Extracted entries:
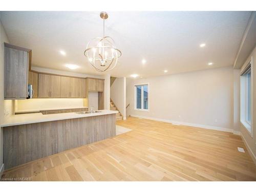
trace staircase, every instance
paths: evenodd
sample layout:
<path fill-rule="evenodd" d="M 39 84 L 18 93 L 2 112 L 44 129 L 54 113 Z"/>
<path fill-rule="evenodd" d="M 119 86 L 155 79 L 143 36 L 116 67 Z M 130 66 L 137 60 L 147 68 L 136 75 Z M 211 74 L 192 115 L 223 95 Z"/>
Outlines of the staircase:
<path fill-rule="evenodd" d="M 110 99 L 110 110 L 112 111 L 117 111 L 118 112 L 118 113 L 116 114 L 116 120 L 117 121 L 123 119 L 123 116 L 121 115 L 111 99 Z"/>

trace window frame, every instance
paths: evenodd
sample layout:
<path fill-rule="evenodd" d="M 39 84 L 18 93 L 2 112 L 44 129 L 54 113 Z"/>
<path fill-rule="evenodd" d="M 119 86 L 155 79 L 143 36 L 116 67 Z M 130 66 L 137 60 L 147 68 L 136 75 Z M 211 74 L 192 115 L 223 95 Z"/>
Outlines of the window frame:
<path fill-rule="evenodd" d="M 141 109 L 137 108 L 137 86 L 141 86 Z M 147 109 L 144 109 L 143 104 L 143 86 L 147 86 Z M 150 111 L 150 84 L 148 83 L 139 83 L 134 84 L 134 110 L 139 111 Z"/>
<path fill-rule="evenodd" d="M 245 66 L 240 75 L 240 122 L 248 132 L 248 134 L 252 137 L 253 130 L 252 127 L 252 109 L 253 109 L 253 74 L 252 74 L 252 58 L 248 62 L 248 64 Z M 247 75 L 249 71 L 250 71 L 250 112 L 251 112 L 251 121 L 247 121 L 248 117 L 248 77 Z"/>

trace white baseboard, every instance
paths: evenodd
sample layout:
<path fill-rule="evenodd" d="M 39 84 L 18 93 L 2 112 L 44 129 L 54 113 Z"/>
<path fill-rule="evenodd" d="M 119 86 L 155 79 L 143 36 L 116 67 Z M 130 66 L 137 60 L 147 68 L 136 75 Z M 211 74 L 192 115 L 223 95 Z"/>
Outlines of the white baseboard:
<path fill-rule="evenodd" d="M 184 125 L 191 126 L 194 126 L 196 127 L 206 129 L 208 130 L 220 131 L 223 131 L 223 132 L 230 132 L 230 133 L 233 133 L 235 134 L 234 133 L 235 132 L 233 131 L 233 130 L 232 130 L 232 129 L 229 129 L 229 128 L 225 128 L 225 127 L 219 127 L 219 126 L 211 126 L 211 125 L 203 125 L 203 124 L 190 123 L 187 123 L 187 122 L 185 122 L 173 121 L 172 120 L 168 120 L 168 119 L 158 119 L 158 118 L 154 118 L 154 117 L 141 116 L 140 115 L 131 115 L 131 116 L 134 117 L 138 117 L 138 118 L 143 118 L 143 119 L 154 120 L 155 121 L 165 122 L 170 123 L 180 124 L 182 124 L 182 125 Z M 237 133 L 236 135 L 238 135 L 239 132 L 236 131 L 236 133 Z M 240 132 L 239 132 L 239 134 L 240 134 Z"/>
<path fill-rule="evenodd" d="M 245 140 L 244 136 L 243 136 L 243 134 L 241 134 L 241 136 L 242 137 L 242 139 L 243 139 L 244 143 L 245 144 L 245 146 L 246 146 L 246 148 L 248 150 L 248 152 L 249 152 L 249 154 L 250 154 L 250 156 L 251 157 L 251 158 L 252 159 L 252 160 L 254 162 L 254 164 L 256 165 L 256 157 L 255 156 L 254 154 L 253 154 L 253 153 L 252 153 L 252 151 L 249 146 L 249 145 L 248 144 L 247 142 L 246 142 L 246 140 Z"/>
<path fill-rule="evenodd" d="M 4 173 L 4 170 L 5 170 L 5 164 L 3 163 L 1 166 L 1 168 L 0 168 L 0 177 L 2 177 L 3 174 Z"/>
<path fill-rule="evenodd" d="M 241 132 L 238 131 L 234 131 L 233 130 L 233 133 L 234 134 L 234 135 L 241 135 Z"/>

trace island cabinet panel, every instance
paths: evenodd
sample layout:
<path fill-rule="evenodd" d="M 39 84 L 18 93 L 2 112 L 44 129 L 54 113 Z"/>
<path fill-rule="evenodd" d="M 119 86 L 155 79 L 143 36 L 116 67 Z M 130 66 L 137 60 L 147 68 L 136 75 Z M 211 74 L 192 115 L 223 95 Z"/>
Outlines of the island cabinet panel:
<path fill-rule="evenodd" d="M 116 114 L 4 127 L 4 163 L 9 169 L 116 135 Z"/>
<path fill-rule="evenodd" d="M 5 43 L 5 99 L 25 99 L 28 97 L 31 54 L 31 50 Z"/>
<path fill-rule="evenodd" d="M 32 98 L 38 97 L 38 74 L 31 71 L 29 72 L 29 84 L 32 85 L 34 94 Z"/>

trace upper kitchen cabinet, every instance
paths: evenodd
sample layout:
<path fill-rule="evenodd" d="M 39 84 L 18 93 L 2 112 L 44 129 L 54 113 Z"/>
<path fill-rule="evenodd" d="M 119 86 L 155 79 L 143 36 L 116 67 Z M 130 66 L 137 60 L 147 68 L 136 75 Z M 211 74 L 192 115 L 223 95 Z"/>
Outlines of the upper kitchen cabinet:
<path fill-rule="evenodd" d="M 87 89 L 88 91 L 103 92 L 104 91 L 104 79 L 87 78 Z"/>
<path fill-rule="evenodd" d="M 39 98 L 60 98 L 60 76 L 39 74 Z"/>
<path fill-rule="evenodd" d="M 79 80 L 79 87 L 80 89 L 79 98 L 86 97 L 86 79 L 78 79 Z"/>
<path fill-rule="evenodd" d="M 80 79 L 65 76 L 61 76 L 60 78 L 61 98 L 79 98 Z"/>
<path fill-rule="evenodd" d="M 31 50 L 5 42 L 5 99 L 28 97 Z"/>
<path fill-rule="evenodd" d="M 32 84 L 33 90 L 32 98 L 38 98 L 38 74 L 29 72 L 29 84 Z"/>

Task: Render every line of the records above as a Markdown table with the columns Row and Entry, numbering the rows in order. Omit the blank lines and the pictures.

Solution to this problem:
| Row | Entry |
|---|---|
| 1 | trace staircase, every instance |
| 2 | paths: evenodd |
| 3 | sample layout: |
| 4 | <path fill-rule="evenodd" d="M 39 84 L 18 93 L 2 112 L 44 129 L 54 113 Z"/> |
| 5 | <path fill-rule="evenodd" d="M 119 86 L 155 79 L 143 36 L 116 67 Z M 130 66 L 137 60 L 147 68 L 136 75 Z M 211 74 L 192 115 L 223 95 Z"/> |
| 6 | Outlines of the staircase: |
| 7 | <path fill-rule="evenodd" d="M 110 99 L 110 110 L 112 111 L 117 111 L 118 112 L 118 113 L 116 114 L 116 120 L 117 121 L 123 119 L 123 116 L 121 115 L 111 99 Z"/> |
| 8 | trace window frame, every instance |
| 9 | paths: evenodd |
| 10 | sample layout: |
| 11 | <path fill-rule="evenodd" d="M 39 84 L 18 93 L 2 112 L 44 129 L 54 113 Z"/> |
| 12 | <path fill-rule="evenodd" d="M 119 86 L 155 79 L 143 36 L 116 67 Z M 130 66 L 137 60 L 147 68 L 136 75 Z M 211 74 L 192 115 L 223 95 Z"/> |
| 13 | Outlines of the window frame: |
| 14 | <path fill-rule="evenodd" d="M 141 109 L 137 108 L 137 86 L 141 86 Z M 147 109 L 144 109 L 143 104 L 143 86 L 147 86 Z M 150 111 L 150 84 L 148 83 L 139 83 L 134 84 L 134 110 L 139 111 Z"/> |
| 15 | <path fill-rule="evenodd" d="M 245 66 L 240 75 L 240 122 L 248 132 L 248 134 L 252 137 L 253 130 L 252 127 L 252 109 L 253 109 L 253 74 L 252 74 L 252 58 L 248 62 L 248 64 Z M 247 75 L 249 71 L 250 71 L 250 112 L 251 112 L 251 121 L 247 121 L 248 117 L 248 77 Z"/> |
| 16 | trace white baseboard, every instance |
| 17 | paths: evenodd |
| 18 | sample layout: |
| 19 | <path fill-rule="evenodd" d="M 39 84 L 18 93 L 2 112 L 44 129 L 54 113 Z"/> |
| 20 | <path fill-rule="evenodd" d="M 119 86 L 155 79 L 143 36 L 116 67 Z M 130 66 L 137 60 L 147 68 L 136 75 Z M 211 74 L 192 115 L 223 95 Z"/> |
| 21 | Outlines of the white baseboard: |
| 22 | <path fill-rule="evenodd" d="M 184 125 L 191 126 L 194 126 L 196 127 L 206 129 L 208 130 L 220 131 L 223 131 L 223 132 L 230 132 L 230 133 L 233 133 L 235 134 L 234 133 L 235 132 L 233 131 L 233 130 L 232 130 L 232 129 L 229 129 L 229 128 L 225 128 L 225 127 L 219 127 L 219 126 L 211 126 L 211 125 L 203 125 L 203 124 L 190 123 L 187 123 L 187 122 L 185 122 L 173 121 L 172 120 L 168 120 L 168 119 L 158 119 L 158 118 L 154 118 L 154 117 L 141 116 L 140 115 L 131 115 L 131 116 L 134 117 L 138 117 L 138 118 L 143 118 L 143 119 L 154 120 L 155 121 L 165 122 L 170 123 L 180 124 L 182 124 L 182 125 Z M 237 133 L 236 135 L 238 135 L 239 132 L 236 131 L 236 133 Z M 240 132 L 239 132 L 239 134 L 240 134 Z"/> |
| 23 | <path fill-rule="evenodd" d="M 245 140 L 244 136 L 243 136 L 243 134 L 241 134 L 241 136 L 242 137 L 242 139 L 243 139 L 244 143 L 245 144 L 245 146 L 246 146 L 246 148 L 248 150 L 248 152 L 249 152 L 249 154 L 250 154 L 250 156 L 251 157 L 251 158 L 252 159 L 252 160 L 254 162 L 254 164 L 256 165 L 256 157 L 255 156 L 254 154 L 253 154 L 253 153 L 252 153 L 252 151 L 249 146 L 249 145 L 248 144 L 247 142 L 246 142 L 246 140 Z"/> |
| 24 | <path fill-rule="evenodd" d="M 4 173 L 4 170 L 5 170 L 5 164 L 3 163 L 1 166 L 1 168 L 0 168 L 0 177 L 2 177 L 3 174 Z"/> |
| 25 | <path fill-rule="evenodd" d="M 241 132 L 238 131 L 234 131 L 233 130 L 233 133 L 234 134 L 234 135 L 241 135 Z"/> |
| 26 | trace island cabinet panel, every instance |
| 27 | paths: evenodd |
| 28 | sample layout: |
| 29 | <path fill-rule="evenodd" d="M 39 84 L 18 93 L 2 112 L 44 129 L 54 113 Z"/> |
| 30 | <path fill-rule="evenodd" d="M 119 86 L 155 79 L 143 36 L 116 67 Z M 130 66 L 137 60 L 147 68 L 136 75 Z M 211 74 L 192 115 L 223 95 Z"/> |
| 31 | Outlines of the island cabinet panel: |
| 32 | <path fill-rule="evenodd" d="M 116 114 L 4 127 L 4 163 L 9 169 L 116 135 Z"/> |
| 33 | <path fill-rule="evenodd" d="M 5 43 L 5 99 L 25 99 L 28 97 L 31 54 L 31 50 Z"/> |
| 34 | <path fill-rule="evenodd" d="M 32 98 L 38 97 L 38 74 L 31 71 L 29 72 L 29 84 L 32 85 L 34 94 Z"/> |
| 35 | trace upper kitchen cabinet, every instance |
| 36 | paths: evenodd |
| 37 | sample layout: |
| 38 | <path fill-rule="evenodd" d="M 39 84 L 18 93 L 2 112 L 44 129 L 54 113 Z"/> |
| 39 | <path fill-rule="evenodd" d="M 119 86 L 155 79 L 143 36 L 116 67 Z M 130 66 L 137 60 L 147 68 L 136 75 Z M 211 74 L 192 115 L 223 95 Z"/> |
| 40 | Outlines of the upper kitchen cabinet: |
| 41 | <path fill-rule="evenodd" d="M 87 89 L 88 91 L 103 92 L 104 91 L 104 79 L 87 78 Z"/> |
| 42 | <path fill-rule="evenodd" d="M 39 98 L 60 98 L 60 76 L 39 74 Z"/> |
| 43 | <path fill-rule="evenodd" d="M 79 80 L 79 87 L 80 89 L 79 98 L 86 97 L 86 79 L 78 79 Z"/> |
| 44 | <path fill-rule="evenodd" d="M 80 79 L 65 76 L 61 76 L 60 78 L 61 98 L 79 98 Z"/> |
| 45 | <path fill-rule="evenodd" d="M 31 50 L 5 42 L 5 99 L 28 97 Z"/> |
| 46 | <path fill-rule="evenodd" d="M 32 84 L 33 90 L 32 98 L 38 98 L 38 74 L 29 72 L 29 84 Z"/> |